* **What the exercise asks**
From the line containing "each like <point>1157,461</point>." down to the line containing "each like <point>1167,722</point>." in the records below, reproduce every line exactly, ends included, and omit all others.

* **Study material**
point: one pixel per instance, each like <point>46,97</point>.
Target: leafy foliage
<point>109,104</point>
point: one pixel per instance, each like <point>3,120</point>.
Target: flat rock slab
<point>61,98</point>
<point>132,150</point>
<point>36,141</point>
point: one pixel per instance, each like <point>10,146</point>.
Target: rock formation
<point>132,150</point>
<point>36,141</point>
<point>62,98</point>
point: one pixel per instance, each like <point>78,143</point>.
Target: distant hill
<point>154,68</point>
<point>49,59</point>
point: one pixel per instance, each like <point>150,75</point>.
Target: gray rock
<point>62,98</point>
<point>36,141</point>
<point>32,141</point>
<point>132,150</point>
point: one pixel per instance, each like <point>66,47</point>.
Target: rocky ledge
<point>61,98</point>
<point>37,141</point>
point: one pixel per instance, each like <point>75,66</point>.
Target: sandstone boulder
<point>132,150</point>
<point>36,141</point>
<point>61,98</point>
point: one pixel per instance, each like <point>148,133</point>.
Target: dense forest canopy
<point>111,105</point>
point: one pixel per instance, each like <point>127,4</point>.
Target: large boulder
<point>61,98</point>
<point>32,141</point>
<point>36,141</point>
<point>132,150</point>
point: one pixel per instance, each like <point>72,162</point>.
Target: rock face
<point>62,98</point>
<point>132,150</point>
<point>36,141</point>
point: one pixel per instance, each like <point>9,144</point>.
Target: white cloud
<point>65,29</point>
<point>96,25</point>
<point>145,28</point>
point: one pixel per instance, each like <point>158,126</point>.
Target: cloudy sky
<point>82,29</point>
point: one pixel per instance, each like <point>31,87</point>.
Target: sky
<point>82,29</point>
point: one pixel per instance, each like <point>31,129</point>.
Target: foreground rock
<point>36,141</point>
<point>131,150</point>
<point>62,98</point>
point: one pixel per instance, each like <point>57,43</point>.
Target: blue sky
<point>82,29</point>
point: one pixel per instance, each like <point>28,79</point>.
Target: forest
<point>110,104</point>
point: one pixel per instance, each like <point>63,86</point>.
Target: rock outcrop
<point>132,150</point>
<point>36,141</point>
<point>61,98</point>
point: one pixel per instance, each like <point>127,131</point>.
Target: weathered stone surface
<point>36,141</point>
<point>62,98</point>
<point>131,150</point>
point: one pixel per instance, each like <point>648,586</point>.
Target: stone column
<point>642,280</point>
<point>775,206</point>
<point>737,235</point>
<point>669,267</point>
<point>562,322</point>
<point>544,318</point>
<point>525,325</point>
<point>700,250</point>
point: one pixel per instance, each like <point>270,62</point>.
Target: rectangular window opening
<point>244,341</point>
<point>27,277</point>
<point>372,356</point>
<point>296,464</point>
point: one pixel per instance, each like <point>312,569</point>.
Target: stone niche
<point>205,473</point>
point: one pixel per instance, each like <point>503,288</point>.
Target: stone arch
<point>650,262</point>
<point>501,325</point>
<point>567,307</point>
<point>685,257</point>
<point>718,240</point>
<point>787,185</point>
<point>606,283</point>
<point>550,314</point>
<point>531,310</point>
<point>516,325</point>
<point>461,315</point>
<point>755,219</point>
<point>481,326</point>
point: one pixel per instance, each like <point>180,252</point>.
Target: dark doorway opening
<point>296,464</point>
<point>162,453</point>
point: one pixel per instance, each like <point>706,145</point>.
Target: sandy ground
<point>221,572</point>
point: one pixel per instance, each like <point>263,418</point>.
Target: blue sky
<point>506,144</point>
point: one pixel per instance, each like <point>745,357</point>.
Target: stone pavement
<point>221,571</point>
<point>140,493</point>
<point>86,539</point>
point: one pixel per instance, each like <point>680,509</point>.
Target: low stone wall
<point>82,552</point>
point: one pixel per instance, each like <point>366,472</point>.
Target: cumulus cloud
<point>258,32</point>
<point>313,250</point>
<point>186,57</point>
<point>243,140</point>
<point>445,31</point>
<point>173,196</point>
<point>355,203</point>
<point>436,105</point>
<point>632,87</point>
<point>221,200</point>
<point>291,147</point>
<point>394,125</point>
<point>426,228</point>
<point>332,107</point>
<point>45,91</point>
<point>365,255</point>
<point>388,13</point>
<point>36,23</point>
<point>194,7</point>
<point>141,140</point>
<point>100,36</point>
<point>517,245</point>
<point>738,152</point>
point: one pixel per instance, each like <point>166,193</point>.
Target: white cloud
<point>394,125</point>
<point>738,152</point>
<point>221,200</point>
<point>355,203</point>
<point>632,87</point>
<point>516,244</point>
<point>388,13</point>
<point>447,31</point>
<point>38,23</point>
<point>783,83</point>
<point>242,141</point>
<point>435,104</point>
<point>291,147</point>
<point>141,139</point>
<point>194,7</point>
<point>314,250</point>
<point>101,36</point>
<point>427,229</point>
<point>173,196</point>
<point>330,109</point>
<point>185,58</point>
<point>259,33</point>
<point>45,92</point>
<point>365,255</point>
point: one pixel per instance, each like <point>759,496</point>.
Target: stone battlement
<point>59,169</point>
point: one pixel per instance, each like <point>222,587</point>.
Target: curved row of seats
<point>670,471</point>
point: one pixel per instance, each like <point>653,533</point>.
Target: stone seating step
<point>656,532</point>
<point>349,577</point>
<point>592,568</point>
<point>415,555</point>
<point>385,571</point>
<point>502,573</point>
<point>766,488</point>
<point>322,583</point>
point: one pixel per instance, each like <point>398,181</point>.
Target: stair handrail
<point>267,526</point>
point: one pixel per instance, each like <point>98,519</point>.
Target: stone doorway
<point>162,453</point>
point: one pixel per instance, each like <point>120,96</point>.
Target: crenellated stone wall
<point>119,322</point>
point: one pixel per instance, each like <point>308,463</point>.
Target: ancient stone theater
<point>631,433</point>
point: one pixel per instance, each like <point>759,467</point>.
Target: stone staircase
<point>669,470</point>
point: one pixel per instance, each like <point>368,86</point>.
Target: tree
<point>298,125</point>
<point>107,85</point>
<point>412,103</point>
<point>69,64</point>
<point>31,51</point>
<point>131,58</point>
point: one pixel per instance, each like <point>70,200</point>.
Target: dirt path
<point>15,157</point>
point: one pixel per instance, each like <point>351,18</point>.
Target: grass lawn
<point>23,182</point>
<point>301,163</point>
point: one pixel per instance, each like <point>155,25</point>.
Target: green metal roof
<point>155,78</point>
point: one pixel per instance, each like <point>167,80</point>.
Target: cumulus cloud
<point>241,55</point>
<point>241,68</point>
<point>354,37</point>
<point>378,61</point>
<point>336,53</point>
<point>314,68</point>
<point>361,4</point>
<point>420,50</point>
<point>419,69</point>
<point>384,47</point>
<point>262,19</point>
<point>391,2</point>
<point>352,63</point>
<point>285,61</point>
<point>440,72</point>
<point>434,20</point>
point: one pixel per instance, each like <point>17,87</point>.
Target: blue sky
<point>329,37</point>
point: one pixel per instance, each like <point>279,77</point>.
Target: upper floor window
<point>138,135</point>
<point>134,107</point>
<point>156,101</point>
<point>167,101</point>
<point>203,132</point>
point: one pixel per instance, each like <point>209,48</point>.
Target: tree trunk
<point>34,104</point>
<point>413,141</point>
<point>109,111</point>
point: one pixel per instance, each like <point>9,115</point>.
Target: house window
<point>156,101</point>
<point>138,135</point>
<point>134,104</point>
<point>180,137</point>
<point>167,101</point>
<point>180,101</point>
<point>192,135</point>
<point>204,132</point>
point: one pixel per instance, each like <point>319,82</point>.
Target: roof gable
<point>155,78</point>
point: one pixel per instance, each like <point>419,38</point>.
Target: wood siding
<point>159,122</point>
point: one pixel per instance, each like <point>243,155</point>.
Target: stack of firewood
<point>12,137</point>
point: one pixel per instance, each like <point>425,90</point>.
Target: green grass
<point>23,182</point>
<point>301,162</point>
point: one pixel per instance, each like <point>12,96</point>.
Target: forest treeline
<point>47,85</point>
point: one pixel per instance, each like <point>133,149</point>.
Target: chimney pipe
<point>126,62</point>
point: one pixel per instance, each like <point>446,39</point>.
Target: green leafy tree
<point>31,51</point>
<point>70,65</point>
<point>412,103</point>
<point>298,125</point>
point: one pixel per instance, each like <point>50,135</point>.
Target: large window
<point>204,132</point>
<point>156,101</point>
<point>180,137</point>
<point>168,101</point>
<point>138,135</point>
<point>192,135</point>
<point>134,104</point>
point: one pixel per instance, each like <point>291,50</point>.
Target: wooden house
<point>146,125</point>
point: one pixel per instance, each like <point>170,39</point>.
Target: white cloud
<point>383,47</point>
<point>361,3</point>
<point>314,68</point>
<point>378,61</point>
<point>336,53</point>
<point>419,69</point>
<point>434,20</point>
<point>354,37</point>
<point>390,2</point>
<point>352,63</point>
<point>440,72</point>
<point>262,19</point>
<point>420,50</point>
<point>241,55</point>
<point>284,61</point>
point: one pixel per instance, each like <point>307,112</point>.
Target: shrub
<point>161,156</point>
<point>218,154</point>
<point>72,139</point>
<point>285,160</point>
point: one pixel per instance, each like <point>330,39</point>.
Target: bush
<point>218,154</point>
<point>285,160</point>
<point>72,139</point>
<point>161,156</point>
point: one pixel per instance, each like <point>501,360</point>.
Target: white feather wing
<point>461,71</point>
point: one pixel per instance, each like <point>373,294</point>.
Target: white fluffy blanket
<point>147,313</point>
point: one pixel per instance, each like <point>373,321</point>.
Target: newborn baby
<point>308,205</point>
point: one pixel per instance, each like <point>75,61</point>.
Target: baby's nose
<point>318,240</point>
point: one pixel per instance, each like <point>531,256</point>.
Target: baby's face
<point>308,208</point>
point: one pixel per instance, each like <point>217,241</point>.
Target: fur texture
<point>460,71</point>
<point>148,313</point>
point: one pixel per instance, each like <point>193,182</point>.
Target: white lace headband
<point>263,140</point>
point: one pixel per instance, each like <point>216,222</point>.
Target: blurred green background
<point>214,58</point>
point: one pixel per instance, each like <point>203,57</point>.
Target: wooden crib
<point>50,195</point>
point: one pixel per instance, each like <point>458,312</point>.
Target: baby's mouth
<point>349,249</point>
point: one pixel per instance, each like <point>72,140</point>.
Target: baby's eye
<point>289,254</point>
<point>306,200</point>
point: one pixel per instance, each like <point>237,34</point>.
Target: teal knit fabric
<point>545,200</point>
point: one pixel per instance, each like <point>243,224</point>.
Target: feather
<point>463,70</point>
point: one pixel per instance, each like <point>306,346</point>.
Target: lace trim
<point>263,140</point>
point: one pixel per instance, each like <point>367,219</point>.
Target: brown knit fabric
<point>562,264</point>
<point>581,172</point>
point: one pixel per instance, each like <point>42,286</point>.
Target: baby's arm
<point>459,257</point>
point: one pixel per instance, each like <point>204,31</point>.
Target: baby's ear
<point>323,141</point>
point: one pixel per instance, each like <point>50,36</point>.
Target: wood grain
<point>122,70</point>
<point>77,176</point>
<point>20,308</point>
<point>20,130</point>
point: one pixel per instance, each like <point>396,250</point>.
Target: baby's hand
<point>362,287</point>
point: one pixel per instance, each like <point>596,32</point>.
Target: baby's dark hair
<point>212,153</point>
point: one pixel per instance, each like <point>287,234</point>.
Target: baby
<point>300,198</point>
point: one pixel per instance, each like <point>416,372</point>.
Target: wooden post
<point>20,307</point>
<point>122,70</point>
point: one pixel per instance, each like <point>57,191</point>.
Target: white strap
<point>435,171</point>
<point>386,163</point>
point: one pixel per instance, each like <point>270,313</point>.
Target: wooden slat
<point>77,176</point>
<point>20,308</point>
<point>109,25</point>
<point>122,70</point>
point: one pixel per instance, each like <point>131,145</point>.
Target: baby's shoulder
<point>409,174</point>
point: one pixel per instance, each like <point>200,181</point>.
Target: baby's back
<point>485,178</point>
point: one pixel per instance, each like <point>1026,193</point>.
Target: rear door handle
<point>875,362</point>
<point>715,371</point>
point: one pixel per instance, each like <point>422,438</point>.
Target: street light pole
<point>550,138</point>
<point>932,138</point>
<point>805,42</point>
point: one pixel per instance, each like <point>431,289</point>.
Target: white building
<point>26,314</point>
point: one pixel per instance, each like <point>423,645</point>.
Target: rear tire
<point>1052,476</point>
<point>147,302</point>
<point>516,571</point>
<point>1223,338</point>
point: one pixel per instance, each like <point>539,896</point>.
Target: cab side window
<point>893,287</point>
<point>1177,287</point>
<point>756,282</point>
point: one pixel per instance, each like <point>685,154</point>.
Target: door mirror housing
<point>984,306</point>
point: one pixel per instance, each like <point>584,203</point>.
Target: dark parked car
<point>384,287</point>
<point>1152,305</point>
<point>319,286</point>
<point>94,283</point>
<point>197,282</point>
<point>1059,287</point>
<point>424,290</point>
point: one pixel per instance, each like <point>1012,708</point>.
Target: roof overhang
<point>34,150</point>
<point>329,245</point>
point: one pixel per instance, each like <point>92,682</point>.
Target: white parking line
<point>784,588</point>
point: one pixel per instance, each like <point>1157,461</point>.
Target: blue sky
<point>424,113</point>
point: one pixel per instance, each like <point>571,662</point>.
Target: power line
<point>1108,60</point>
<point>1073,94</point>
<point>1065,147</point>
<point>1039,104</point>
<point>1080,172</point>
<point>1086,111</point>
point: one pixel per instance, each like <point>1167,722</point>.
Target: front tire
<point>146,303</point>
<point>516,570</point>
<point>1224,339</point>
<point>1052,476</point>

* **Exercise answer**
point: one pixel per instance, each like <point>1157,461</point>.
Target: blue sky
<point>424,113</point>
point: one pixel per instance, each like <point>571,662</point>.
Target: power line
<point>1108,60</point>
<point>1073,94</point>
<point>1065,147</point>
<point>1039,104</point>
<point>1080,172</point>
<point>1086,111</point>
point: one pixel per instance, each like <point>1167,722</point>.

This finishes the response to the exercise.